__TASK OBJECTIVE__
Print the listing below line for line, without altering a single character.

__SUPPLIED RECORDS__
________
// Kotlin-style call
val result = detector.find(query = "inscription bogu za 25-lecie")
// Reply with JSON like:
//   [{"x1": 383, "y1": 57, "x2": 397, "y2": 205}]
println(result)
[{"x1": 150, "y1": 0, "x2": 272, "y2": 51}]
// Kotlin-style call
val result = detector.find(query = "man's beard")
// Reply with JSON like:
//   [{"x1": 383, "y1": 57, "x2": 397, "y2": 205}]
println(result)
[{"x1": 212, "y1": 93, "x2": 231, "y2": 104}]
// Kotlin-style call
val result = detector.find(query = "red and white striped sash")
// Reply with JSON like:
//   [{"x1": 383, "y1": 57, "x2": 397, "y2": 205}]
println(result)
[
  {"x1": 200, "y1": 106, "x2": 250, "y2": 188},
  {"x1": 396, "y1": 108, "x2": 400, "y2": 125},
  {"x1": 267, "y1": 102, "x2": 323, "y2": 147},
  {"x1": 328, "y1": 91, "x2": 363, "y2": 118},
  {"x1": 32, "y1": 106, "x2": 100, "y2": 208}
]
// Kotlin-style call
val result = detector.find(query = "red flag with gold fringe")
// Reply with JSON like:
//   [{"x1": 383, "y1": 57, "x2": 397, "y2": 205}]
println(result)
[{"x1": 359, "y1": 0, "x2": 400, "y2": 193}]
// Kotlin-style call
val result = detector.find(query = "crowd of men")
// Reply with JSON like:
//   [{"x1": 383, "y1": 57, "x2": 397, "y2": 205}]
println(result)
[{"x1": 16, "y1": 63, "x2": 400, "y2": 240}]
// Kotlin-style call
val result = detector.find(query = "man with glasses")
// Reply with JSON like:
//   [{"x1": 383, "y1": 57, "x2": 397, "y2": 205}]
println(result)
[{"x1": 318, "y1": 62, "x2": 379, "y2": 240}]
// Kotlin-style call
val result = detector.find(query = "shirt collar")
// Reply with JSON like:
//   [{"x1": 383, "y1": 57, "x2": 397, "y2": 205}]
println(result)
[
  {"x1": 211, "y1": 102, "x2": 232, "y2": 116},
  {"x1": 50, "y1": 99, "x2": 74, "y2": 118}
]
________
__RESULT FOR THIS TASK__
// Kotlin-style call
val result = detector.find(query = "inscription bogu za 25-lecie")
// Reply with JSON like:
//   [{"x1": 383, "y1": 57, "x2": 397, "y2": 205}]
println(result)
[{"x1": 150, "y1": 0, "x2": 272, "y2": 51}]
// Kotlin-style call
val result = detector.find(query = "man's beard")
// Reply with JSON like:
//   [{"x1": 383, "y1": 57, "x2": 397, "y2": 205}]
println(result)
[{"x1": 212, "y1": 93, "x2": 231, "y2": 104}]
// Kotlin-style call
val result = detector.find(query = "red and white striped sash")
// Reply with JSON like:
//   [{"x1": 383, "y1": 57, "x2": 397, "y2": 205}]
println(result)
[
  {"x1": 200, "y1": 106, "x2": 250, "y2": 188},
  {"x1": 396, "y1": 108, "x2": 400, "y2": 125},
  {"x1": 267, "y1": 102, "x2": 323, "y2": 147},
  {"x1": 328, "y1": 91, "x2": 363, "y2": 118},
  {"x1": 32, "y1": 106, "x2": 100, "y2": 208}
]
// Kotlin-style call
val result = detector.find(query = "red flag with gold fringe")
// Reply with JSON like:
//   [{"x1": 383, "y1": 57, "x2": 397, "y2": 205}]
println(result)
[{"x1": 359, "y1": 0, "x2": 400, "y2": 193}]
// Kotlin-style call
val result = detector.find(query = "crowd of men")
// Reply with JSON like:
//   [{"x1": 383, "y1": 57, "x2": 397, "y2": 205}]
println(result)
[{"x1": 16, "y1": 63, "x2": 400, "y2": 240}]
// Kotlin-style call
val result = detector.find(query = "man with glasses")
// Reply with JSON like:
//   [{"x1": 383, "y1": 57, "x2": 397, "y2": 205}]
println(result)
[{"x1": 318, "y1": 62, "x2": 379, "y2": 240}]
// Kotlin-style call
val result = detector.find(query = "shirt collar")
// Reply with JSON like:
//   [{"x1": 383, "y1": 57, "x2": 397, "y2": 205}]
println(result)
[
  {"x1": 211, "y1": 102, "x2": 232, "y2": 116},
  {"x1": 50, "y1": 99, "x2": 74, "y2": 118}
]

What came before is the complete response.